- What the exercise asks:
Apart from the pictures, every entry should be reproduced exactly.

Point-per-instance localization data:
╭──

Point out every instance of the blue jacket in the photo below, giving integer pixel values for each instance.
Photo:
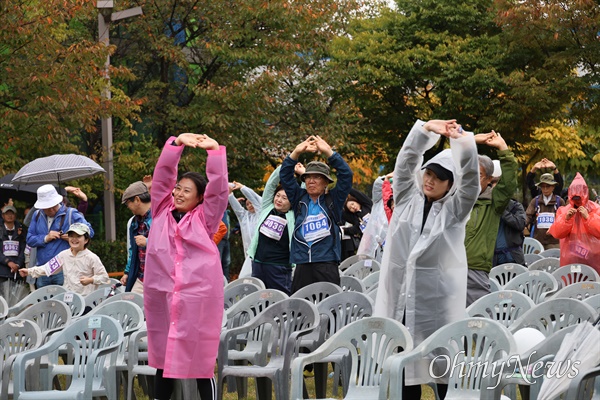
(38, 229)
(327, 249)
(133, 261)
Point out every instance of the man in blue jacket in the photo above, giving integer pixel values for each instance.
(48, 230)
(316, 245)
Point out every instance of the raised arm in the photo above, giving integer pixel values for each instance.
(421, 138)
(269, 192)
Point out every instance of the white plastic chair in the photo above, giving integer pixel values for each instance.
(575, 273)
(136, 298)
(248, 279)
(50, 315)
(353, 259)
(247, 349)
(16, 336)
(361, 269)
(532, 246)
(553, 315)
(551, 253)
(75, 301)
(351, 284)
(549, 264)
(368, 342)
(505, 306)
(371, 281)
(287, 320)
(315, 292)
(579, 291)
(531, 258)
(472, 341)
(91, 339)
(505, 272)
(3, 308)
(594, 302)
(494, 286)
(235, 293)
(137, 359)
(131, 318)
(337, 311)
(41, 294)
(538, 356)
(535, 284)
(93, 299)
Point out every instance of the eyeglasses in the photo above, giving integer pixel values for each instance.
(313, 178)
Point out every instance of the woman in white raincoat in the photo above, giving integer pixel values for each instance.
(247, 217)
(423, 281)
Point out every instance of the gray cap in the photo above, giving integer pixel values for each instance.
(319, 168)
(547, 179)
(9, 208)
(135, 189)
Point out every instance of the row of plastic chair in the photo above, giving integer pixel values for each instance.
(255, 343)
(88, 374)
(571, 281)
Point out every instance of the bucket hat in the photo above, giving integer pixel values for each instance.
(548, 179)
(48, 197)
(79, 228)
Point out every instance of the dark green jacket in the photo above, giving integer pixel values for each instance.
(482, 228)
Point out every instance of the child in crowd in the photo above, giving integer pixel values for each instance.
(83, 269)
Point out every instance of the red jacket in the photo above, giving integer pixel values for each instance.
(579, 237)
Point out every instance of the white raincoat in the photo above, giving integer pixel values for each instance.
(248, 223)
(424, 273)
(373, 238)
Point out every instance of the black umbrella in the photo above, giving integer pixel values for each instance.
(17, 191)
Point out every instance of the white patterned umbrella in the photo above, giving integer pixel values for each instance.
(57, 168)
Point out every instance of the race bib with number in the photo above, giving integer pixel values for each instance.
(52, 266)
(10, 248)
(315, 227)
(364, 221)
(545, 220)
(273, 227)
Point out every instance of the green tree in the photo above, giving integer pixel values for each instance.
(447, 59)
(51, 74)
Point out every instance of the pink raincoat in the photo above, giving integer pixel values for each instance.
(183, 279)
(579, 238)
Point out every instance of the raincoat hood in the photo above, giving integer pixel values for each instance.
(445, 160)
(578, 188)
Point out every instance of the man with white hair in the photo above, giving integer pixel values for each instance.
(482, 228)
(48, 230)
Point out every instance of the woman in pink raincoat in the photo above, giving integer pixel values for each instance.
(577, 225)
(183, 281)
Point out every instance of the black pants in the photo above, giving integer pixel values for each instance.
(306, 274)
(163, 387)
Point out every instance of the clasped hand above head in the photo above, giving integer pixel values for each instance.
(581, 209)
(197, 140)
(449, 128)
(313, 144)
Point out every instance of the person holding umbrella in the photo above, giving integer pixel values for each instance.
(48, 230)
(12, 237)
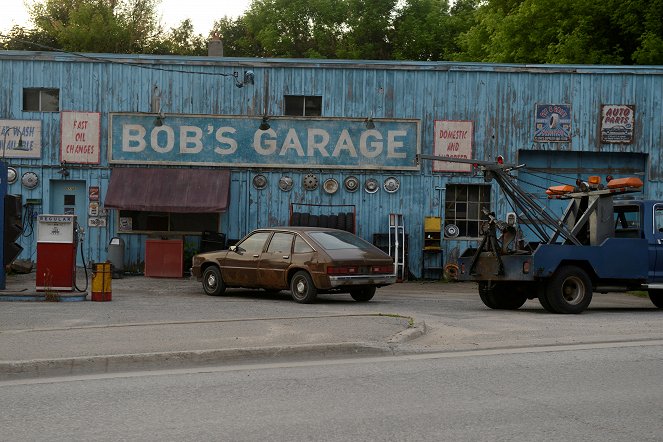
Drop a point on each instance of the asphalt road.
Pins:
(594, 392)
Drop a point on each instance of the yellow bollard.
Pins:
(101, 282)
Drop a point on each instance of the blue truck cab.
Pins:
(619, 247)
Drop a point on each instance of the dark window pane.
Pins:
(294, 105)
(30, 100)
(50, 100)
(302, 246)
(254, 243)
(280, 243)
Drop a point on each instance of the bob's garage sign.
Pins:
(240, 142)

╰──

- Problem solution:
Point out every instance of the blue jacket in the photo below, giving integer pixel values for each instance.
Photo:
(38, 229)
(327, 249)
(133, 261)
Point out every instance of the man in blue jacket in the photo above, giving integer pixel values for each instance.
(48, 230)
(316, 245)
Point out every instance of the raised arm in the photo above, giving integer pixel values for each instance.
(421, 138)
(269, 192)
Point out every instance of the white plastic chair in the photo above, giving integer pixel values for each instance.
(575, 273)
(136, 298)
(248, 279)
(50, 315)
(353, 259)
(247, 349)
(16, 336)
(361, 269)
(532, 246)
(553, 315)
(551, 253)
(75, 301)
(351, 284)
(549, 264)
(368, 342)
(505, 306)
(371, 281)
(287, 320)
(315, 292)
(579, 291)
(531, 258)
(472, 341)
(91, 339)
(505, 272)
(3, 308)
(594, 302)
(494, 286)
(235, 293)
(137, 359)
(131, 318)
(337, 311)
(41, 294)
(538, 356)
(535, 284)
(93, 299)
Point out every instance of the eyeglasses in the photo above, giving integer pixel values for each instance.
(313, 178)
Point out every instance of the woman in white raincoat in the photo above, giving integer pixel values for each instance.
(247, 217)
(423, 281)
Point out every instance of the gray cap in the photo above, giving integer pixel values for each instance.
(319, 168)
(547, 179)
(9, 208)
(135, 189)
Point out every instance of the row of plastic chair in the photo above, giving integer pixel values for each instance.
(255, 343)
(88, 374)
(571, 281)
Point out every instance of the bucket hat in the photo above, giving integer pixel values for each instance.
(548, 179)
(48, 197)
(79, 228)
Point out every instance of the dark green jacket in the photo above, giving integer pixel values for each instance.
(482, 228)
Point out every instance of the child in crowd in the photo above, giving integer pixel values for each instance.
(83, 269)
Point out every instance of the red jacket in the photo above, giving integer pixel values for each instance.
(579, 237)
Point out every instance of the white raincoat in the photo above, giving integer pixel values for each instance.
(248, 223)
(424, 273)
(373, 238)
Point out every instance of the black umbrella in the photo above, giving integer pixel values for each instance.
(17, 191)
Point out every instance of the white patterned umbrella in the photo above, giving integer pixel values for each instance.
(57, 168)
Point out every instance of the race bib with number in the photo above, giving integer pixel values for each instance.
(52, 266)
(10, 248)
(315, 227)
(364, 221)
(545, 220)
(273, 227)
Point out every instance of the green tree in the photo above, giving integer pixel values for each instance.
(447, 59)
(51, 74)
Point out every instance of the pink raincoat in the photo above, giving integer pixel values for each instance.
(183, 279)
(579, 238)
Point out every instance of the raincoat hood in the photo above, giving integer pixel values for each instance.
(445, 160)
(578, 188)
Point out every instance of the man with white hair in the photo above, giving integer pixel values for each instance.
(482, 228)
(48, 230)
Point out every instance of the woman in pink raincoat in the photo above, giving integer pixel values for each instance.
(577, 225)
(183, 281)
Point out every instance of the black pants in the photo above, giving integer pixel values for each instance.
(306, 274)
(163, 387)
Point out every instance of the clasped hand above head in the photo above, giving integer pixel values for each instance.
(581, 209)
(197, 140)
(449, 128)
(313, 144)
Point out every instance of the person holding umbrella in the photo above, giving integer pixel values for each instance.
(48, 230)
(12, 237)
Drop a point on each instance of the asphalt road.
Pins:
(594, 392)
Drop a point on each instance of the yellow bollard.
Pins:
(101, 282)
Drop a point on each instance of the blue truck cab.
Pins:
(619, 247)
Drop a point on each instance of the dark window pane.
Pins:
(294, 105)
(30, 100)
(50, 100)
(302, 246)
(254, 243)
(280, 243)
Drop a point on each instance of the bob's garage sign.
Pins:
(240, 142)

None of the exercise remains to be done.